Exercise aim: Reproduce all the lines below exactly and omit the images.

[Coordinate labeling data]
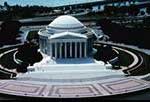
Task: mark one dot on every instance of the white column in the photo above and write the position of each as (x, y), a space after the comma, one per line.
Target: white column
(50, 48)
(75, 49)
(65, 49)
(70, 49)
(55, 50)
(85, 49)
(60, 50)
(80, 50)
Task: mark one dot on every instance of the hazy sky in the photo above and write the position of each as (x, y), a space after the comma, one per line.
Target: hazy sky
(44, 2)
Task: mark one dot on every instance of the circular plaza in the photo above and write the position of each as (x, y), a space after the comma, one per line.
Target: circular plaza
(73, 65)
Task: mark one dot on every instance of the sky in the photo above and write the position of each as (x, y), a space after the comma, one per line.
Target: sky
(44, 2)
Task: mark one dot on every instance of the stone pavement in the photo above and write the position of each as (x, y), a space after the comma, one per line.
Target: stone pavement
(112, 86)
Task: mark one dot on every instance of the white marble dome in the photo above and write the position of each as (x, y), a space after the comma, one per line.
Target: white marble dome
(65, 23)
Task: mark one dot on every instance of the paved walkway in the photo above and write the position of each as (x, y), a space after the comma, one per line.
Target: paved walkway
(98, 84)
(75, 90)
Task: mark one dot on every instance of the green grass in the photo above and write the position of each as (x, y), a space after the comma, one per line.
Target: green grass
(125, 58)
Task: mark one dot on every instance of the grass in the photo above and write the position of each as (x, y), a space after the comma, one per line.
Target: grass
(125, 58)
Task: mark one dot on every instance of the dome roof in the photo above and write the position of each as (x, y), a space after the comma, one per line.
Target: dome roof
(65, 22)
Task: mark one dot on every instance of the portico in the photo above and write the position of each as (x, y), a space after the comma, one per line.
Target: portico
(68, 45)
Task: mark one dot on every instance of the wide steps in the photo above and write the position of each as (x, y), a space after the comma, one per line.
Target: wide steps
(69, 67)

Answer to this exercise:
Task: mark one dot on every instance of the white column in the photo above and write the position of each as (x, y), a space after the comma, one per line.
Target: white column
(50, 48)
(75, 49)
(65, 49)
(70, 49)
(55, 50)
(85, 49)
(60, 50)
(80, 50)
Task: mark one dot on every instance of the hazy sky in the photo above and write the position of each as (x, y), a space after the comma, one per line.
Target: hazy sky
(44, 2)
Task: mark one dot on every instance of the circular plaza in the photo above and write the position of each as (x, y), a space after the comma, one per line.
Target: circular plaza
(73, 65)
Task: mark one dot on every instance of the sky in the photo above and write the position of each as (x, y), a space after the comma, one per line.
Target: sky
(44, 2)
Task: mark one dot on every instance of the stone pavement in the photo above and write the position of each as (x, y), a space after the comma, one per line.
Target: stone pavement
(112, 86)
Task: mark one dot on every instance of the white marble dome in the photo above and write the position of each as (x, y), a space after the comma, one per line.
Target: white marble dome
(65, 23)
Task: mark one dot on every instance of the paved walkway in the photo above and write the position of each as (x, y), a space after the comma, one per line.
Target: paved walkway
(98, 84)
(75, 90)
Task: mark one dot on every instance of the green grass in the photo above and write the position of each as (x, y), a space after the comma, one per line.
Target: green grass
(125, 58)
Task: mark one dot on every instance of the grass in the photo above and write the position of each as (x, y), a space after the comma, one per line.
Target: grass
(125, 58)
Task: mark one dot on every instance of the dome roof in the photo above and write the position of each as (x, y), a space after the comma, one per line.
Target: dome roof
(65, 22)
Task: mark one dot on every instance of the portico in the photo above and write the position of each as (x, y), a space after the comma, one per line.
Target: portico
(68, 45)
Task: mark one dot on every instance of the wide steps in the photo above and write the position of each as (x, y), a space after the comma, one per line.
Target: wide steps
(69, 67)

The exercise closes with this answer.